* EXERCISE PASSAGE:
>>>
Doctors, Doubters, and Downright Denial
Doctors, Doubters, and Downright Denial
By Kristy Nicolle
I think, and most of the Chronic Pain and Invisible Illness community will definitely agree with me here, that perhaps the most painful part of living with invisible diseases like Ehlers Danlos Syndome, isn’t the physical pain at all.
Instead, it’s the pain that comes with the social side of this condition that takes the biggest toll. When we hear someone has received a diagnosis like cancer, or that they’ve broken their leg, nobody seems to doubt this fact. Nobody with a soul anyway.
How many times do people with conditions like mine hear the following:
“You don’t look sick.”
“You’re too young to have that kind of problem.”
“But I saw you just yesterday, and you were fine.”
“I’ve never heard of it, have you tried yoga?”
“Why don’t you just try to be more positive?”
“Must be nice not having to work.”
The list could go on, and on, and on. Over several pages in fact.
I’ve only had this condition for four years, the first 3 of those years I was walking around thinking I had Fibromyalgia, and then 12 months ago I was re-diagnosed with Ehlers Danlos Syndrome as my umbrella condition. Over those four years, I’ve heard these numerous times, and you know what, I’ve just gotten to the point now where I have realised that when someone says one of these lines to me, that it isn’t about me at all.
So, I thought I’d write a blog post this week about how I’ve come to look at why people react this way. I mean, some people are just assholes. But when this reaction is so widespread, so common even among people who we have known for years, or even medical professionals, is it really just assholery? Or is it something deeper, and far more human?
It’s no secret that I’m the kind of person who will quite literally slam the door on you and pretend like you don’t exist when I reach a certain point (Yes, I am a seasoned pro at the INFJ door slam), but usually this is because I’ve been dealing with a relationship that is continuously pushing my boundaries, or causing me stress because the person on the other side just doesn’t understand how badly the smallest things can have a huge impact on my health, even after being told.
So, let’s dive in and take a look at this thing we call disbelief, doubt, and sometimes just downright denial, shall we?
DOCTORS:
3 years ago, after spending months going to pain clinic counselling and being put on the wrong medication by university doctors, I was just about done with the medical community. Now when I say done, I mean, flee from the sight of any hospital or doctors surgery and return with a flame thrower and a couple of cans of gasoline.
I was done. And when I say done… I mean… DONE.
<<<
Referring expression pointing data
>>>
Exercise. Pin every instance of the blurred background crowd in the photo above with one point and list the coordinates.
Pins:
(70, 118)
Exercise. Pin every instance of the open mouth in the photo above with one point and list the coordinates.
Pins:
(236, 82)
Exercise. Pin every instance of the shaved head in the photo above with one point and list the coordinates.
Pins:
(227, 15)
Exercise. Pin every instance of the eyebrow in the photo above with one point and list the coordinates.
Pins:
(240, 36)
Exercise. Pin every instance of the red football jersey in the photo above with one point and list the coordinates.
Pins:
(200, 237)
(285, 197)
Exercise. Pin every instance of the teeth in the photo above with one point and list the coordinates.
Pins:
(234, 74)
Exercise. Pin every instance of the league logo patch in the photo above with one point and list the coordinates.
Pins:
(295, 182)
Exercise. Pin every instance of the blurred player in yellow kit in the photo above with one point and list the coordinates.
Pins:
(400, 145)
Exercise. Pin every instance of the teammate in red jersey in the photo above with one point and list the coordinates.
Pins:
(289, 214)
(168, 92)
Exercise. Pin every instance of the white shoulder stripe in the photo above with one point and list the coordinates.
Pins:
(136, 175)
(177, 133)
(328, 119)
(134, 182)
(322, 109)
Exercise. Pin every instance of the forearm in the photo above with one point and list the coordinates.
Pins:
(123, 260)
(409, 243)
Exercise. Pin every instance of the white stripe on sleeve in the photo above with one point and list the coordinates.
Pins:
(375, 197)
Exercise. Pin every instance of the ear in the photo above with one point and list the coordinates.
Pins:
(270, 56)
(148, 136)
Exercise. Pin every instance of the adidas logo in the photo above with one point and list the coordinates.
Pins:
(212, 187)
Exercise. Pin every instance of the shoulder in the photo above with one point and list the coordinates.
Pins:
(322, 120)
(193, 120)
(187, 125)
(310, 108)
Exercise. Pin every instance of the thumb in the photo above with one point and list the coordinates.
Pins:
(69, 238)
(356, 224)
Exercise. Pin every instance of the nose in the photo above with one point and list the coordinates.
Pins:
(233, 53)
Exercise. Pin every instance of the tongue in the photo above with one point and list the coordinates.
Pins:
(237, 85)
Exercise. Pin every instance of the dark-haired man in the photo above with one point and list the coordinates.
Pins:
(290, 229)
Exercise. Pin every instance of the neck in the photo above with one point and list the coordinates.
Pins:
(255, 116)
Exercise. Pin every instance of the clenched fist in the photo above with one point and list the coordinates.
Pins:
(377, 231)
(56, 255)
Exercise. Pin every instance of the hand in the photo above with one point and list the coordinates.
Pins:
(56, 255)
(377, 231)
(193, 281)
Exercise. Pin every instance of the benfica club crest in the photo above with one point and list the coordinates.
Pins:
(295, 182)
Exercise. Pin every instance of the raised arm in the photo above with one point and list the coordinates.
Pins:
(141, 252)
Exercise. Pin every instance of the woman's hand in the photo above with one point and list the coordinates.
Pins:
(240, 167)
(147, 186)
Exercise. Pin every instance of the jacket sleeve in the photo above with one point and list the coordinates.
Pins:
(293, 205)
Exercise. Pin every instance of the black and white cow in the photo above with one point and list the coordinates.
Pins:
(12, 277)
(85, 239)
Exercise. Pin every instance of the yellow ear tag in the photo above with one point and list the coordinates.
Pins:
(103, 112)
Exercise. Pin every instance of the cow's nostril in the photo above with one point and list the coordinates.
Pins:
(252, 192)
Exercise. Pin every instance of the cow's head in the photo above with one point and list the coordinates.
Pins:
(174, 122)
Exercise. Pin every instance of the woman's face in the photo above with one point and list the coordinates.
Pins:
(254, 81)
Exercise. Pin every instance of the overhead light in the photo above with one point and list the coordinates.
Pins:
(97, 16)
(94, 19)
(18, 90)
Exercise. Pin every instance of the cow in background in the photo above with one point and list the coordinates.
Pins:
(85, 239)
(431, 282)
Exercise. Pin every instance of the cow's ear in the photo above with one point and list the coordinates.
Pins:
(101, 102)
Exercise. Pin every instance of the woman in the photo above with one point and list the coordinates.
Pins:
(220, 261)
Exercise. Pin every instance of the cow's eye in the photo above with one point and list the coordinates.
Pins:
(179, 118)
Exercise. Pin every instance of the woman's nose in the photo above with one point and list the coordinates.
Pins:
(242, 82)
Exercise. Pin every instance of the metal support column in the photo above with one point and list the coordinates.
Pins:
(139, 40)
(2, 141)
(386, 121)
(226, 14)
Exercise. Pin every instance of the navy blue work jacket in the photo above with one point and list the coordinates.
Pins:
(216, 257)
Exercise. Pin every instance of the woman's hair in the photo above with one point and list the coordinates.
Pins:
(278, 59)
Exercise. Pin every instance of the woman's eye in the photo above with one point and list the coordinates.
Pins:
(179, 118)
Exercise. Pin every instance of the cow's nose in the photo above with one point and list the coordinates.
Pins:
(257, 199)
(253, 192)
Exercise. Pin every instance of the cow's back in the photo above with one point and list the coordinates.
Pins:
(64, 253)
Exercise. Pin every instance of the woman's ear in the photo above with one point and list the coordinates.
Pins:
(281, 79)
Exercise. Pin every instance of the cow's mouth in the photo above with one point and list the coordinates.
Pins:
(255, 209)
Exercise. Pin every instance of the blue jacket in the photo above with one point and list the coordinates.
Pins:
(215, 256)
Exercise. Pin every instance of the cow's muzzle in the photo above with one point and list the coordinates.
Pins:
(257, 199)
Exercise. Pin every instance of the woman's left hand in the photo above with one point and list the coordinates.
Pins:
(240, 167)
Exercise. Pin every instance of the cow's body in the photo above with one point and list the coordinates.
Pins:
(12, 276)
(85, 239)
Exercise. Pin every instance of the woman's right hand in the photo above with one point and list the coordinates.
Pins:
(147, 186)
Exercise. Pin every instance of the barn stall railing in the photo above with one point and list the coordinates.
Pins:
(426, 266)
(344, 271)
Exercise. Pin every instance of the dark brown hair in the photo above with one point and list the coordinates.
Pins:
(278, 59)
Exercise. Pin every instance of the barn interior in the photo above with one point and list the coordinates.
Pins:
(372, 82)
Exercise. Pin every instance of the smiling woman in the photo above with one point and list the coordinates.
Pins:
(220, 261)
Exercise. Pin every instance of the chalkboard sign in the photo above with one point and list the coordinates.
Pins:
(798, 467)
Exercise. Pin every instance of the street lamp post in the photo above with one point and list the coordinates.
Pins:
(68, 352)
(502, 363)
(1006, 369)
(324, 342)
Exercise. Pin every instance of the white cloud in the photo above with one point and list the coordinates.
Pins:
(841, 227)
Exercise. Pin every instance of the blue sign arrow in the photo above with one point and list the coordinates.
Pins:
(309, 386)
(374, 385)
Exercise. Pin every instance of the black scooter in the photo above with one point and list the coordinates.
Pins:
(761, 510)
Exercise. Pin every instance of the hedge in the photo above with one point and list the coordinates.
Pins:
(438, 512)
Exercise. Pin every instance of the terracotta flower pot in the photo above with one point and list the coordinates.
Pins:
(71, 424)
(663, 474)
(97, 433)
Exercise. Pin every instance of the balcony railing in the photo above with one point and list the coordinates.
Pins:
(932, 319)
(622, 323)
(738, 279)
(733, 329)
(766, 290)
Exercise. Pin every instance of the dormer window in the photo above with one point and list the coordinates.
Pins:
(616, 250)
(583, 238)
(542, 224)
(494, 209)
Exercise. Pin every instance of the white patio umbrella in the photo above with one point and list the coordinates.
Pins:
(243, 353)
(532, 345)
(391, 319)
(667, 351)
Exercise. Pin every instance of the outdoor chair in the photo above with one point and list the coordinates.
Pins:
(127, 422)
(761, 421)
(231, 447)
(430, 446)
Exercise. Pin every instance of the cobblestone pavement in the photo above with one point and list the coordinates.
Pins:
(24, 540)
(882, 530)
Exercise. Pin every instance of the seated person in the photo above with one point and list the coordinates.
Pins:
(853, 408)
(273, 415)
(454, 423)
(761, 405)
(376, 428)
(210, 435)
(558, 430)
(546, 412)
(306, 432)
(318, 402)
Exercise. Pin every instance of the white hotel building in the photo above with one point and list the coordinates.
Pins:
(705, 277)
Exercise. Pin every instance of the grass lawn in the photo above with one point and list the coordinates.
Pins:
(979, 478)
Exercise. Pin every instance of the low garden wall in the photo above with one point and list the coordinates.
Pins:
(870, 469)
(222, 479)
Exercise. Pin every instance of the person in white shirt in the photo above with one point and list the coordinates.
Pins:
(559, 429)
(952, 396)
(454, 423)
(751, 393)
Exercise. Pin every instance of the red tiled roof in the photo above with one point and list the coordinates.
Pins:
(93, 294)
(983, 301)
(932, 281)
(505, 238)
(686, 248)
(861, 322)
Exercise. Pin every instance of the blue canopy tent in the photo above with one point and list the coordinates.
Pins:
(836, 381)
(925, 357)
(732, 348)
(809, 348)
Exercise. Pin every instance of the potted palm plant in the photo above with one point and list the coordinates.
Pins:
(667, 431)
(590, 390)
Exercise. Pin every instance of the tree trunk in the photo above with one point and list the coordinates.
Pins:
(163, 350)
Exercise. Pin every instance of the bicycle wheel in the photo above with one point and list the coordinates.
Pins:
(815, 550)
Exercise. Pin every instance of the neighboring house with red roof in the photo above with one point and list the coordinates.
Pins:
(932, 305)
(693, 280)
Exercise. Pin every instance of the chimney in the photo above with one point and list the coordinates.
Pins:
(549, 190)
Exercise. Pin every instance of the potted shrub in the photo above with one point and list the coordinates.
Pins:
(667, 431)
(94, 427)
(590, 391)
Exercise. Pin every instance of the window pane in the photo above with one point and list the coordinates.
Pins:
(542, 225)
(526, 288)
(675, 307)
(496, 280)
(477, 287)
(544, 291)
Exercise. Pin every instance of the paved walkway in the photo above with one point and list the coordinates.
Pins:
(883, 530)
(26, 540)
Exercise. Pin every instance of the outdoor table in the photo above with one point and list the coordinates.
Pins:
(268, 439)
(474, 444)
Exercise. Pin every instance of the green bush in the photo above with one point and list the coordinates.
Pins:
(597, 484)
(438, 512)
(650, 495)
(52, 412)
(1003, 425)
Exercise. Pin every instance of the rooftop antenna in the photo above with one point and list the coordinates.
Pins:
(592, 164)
<<<
* TASK TO COMPLETE: In the blog post about living with Ehlers Danlos Syndrome, what condition did the writer think they had for the first three years?

* REPLY TO THE TASK: Fibromyalgia.